• [YOUR INSTRUCTIONS]:
Which lines of the material below contain the string "headlight"? Report each one in full, and count only matches with the same case.

• [EXCERPTED RECORDS]:
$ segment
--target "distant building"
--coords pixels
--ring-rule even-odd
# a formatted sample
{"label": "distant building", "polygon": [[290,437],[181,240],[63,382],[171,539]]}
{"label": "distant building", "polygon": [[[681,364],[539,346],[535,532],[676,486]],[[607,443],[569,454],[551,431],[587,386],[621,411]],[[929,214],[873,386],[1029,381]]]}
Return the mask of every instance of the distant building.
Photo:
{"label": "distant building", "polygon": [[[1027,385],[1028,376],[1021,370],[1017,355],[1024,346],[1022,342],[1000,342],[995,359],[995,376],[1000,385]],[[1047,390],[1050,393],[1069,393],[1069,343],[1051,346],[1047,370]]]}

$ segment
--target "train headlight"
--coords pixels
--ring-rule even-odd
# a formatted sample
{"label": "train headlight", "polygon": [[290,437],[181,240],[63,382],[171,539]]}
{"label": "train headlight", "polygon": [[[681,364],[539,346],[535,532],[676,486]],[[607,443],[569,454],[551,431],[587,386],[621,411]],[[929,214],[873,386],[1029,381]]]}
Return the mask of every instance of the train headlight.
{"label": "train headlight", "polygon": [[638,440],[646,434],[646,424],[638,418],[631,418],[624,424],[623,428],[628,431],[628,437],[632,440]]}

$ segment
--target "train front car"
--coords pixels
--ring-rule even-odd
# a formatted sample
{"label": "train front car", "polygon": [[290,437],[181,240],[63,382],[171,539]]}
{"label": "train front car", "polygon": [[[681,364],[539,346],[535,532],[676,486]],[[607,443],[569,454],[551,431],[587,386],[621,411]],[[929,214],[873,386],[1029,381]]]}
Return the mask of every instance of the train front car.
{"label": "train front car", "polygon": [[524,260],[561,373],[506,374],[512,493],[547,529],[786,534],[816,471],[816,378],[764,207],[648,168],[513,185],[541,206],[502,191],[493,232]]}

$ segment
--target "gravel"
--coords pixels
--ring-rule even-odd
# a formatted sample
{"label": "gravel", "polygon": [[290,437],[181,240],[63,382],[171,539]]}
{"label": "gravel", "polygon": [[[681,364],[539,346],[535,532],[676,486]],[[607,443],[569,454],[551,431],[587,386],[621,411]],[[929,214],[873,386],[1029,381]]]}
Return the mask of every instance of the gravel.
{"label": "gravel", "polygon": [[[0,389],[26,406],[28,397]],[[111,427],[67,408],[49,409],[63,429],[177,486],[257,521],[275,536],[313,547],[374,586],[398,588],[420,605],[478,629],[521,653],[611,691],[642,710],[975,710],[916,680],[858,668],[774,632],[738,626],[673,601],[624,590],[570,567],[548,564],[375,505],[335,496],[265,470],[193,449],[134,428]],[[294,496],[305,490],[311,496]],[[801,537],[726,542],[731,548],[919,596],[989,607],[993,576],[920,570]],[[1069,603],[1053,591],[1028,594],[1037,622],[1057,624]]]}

• [RESPONSE TO THIS TASK]:
--target "train headlight"
{"label": "train headlight", "polygon": [[290,437],[181,240],[63,382],[171,539]]}
{"label": "train headlight", "polygon": [[[681,364],[539,346],[535,532],[676,486]],[[607,443],[569,454],[551,431],[587,386],[621,411]],[[929,214],[873,386],[1029,381]]]}
Return the mask of every instance of the train headlight.
{"label": "train headlight", "polygon": [[638,440],[646,434],[646,424],[638,418],[631,418],[624,424],[623,428],[628,431],[628,437],[632,440]]}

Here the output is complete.